(Excerpted text)

Sunday, October 4, 2009

LABioMed 50 Years

Five Decades of LA BioMed Achievements

From creating the paramedic model to developing diagnostic tests that remain the standard today, LA BioMed researchers are constantly exploring advances in health care that can transform the lives and the health of all of us. Here’s a look back at some of the most significant achievements.


1960s LA BioMed scientists achieved successful fertilization through artificial implantation of the ovum, a breakthrough that would lead to the world’s first ovum transfer birth some 20 years later. The Institute’s investigators created the paramedic model for emergency care that is now a life-saving standard nationwide and identified the genetic basis for the skin disease, x-linked ichthyosis.


1970s LA BioMed’s renowned developmental biology research team discovered the key to stimulating human growth. Other teams of LA BioMed investigators pioneered diagnostic tests that remain the standard today, including the modern cholesterol test, a test to detect Tay-Sachs disease carriers and a thyroid deficiency test for infants now used in most of the industrialized world to help prevent irreversible developmental disabilities. The Institute also patented an implant that helped surgeons reconstruct severely injured jaws.

1980s Enormous technological advances and growth for the campus came in the 1980s, including the establishment of a Perinatal Clinical Research Center, one of eight in the United States dedicated to research involving mothers and infants. LA BioMed investigators helped develop refined synthetic surfactants that have saved the lives of thousands of premature babies, and they evaluated vaccines for influenza, herpes simplex and much more. They also performed the first ovum transfer, laying the groundwork for a procedure that’s resulted in more than 47,000 births to infertile couples in the U.S. alone.

1990s Continuing to pioneer treatments and technologies to improve human health in the 1990s, LA BioMed advances included the use of new, non-invasive techniques for detecting breast cancer, the development an inexpensive treatment for eye diseases that’s saved the sight of thousands of children in underdeveloped nations, the use of antiviral medications to treat HIV infections and an enzyme replacement therapy to help young victims of a devastating genetic disorder, Hurler-Scheie disease. The Institute’s scientists played key roles in the development of innovative approaches to prenatal care which have virtually eliminated in this country maternal-fetal transmission of the virus which causes AIDS and the innovation of stent technology to treat surgically devastating abdominal aneurysms.
2000 LA BioMed investigators developed new rehabilitation strategies for millions of sufferers of Chronic Obstructive Pulmonary Disorder (COPD)
and other disorders. The Institute spawned four new biotechnology startups, which are already generating $6 million in economic activity in the region. As the Institute enters the next decade, its 150 researchers continue the quest for new treatments and cures. The Institute’s investigators are engaged in more than 1,000 studies including a major effort to develop the next generation of antibiotics, new therapeutic and diagnostic approaches to lung disease, refining methods for earlier identification of Type II diabetes, studies in the relationship between cardiovascular and kidney diseases, development of enhanced breast cancer detection technology, a novel therapy to treat sickle cell disease, the prevention of blindness in children in developing nations, advances in male infertility treatments and male contraceptives and much more.

(End Excerpted text)
(Exercise data)

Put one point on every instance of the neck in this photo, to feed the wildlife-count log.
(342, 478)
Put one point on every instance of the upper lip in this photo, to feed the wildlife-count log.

(End Exercise data)

» Your tasks
A - According to the LA BioMed text, the Perinatal Clinical Research Center established in the 1980s was one of how many such centers in the United States?
B - Repeat word for word the passage of the LA BioMed text starting at "Five Decades of" and ending at "disease, x-linked ichthyosis.".

» Answers to the exercises
A - It was one of eight in the United States.

B -
Five Decades of LA BioMed Achievements

From creating the paramedic model to developing diagnostic tests that remain the standard today, LA BioMed researchers are constantly exploring advances in health care that can transform the lives and the health of all of us. Here’s a look back at some of the most significant achievements.


1960s LA BioMed scientists achieved successful fertilization through artificial implantation of the ovum, a breakthrough that would lead to the world’s first ovum transfer birth some 20 years later. The Institute’s investigators created the paramedic model for emergency care that is now a life-saving standard nationwide and identified the genetic basis for the skin disease, x-linked ichthyosis.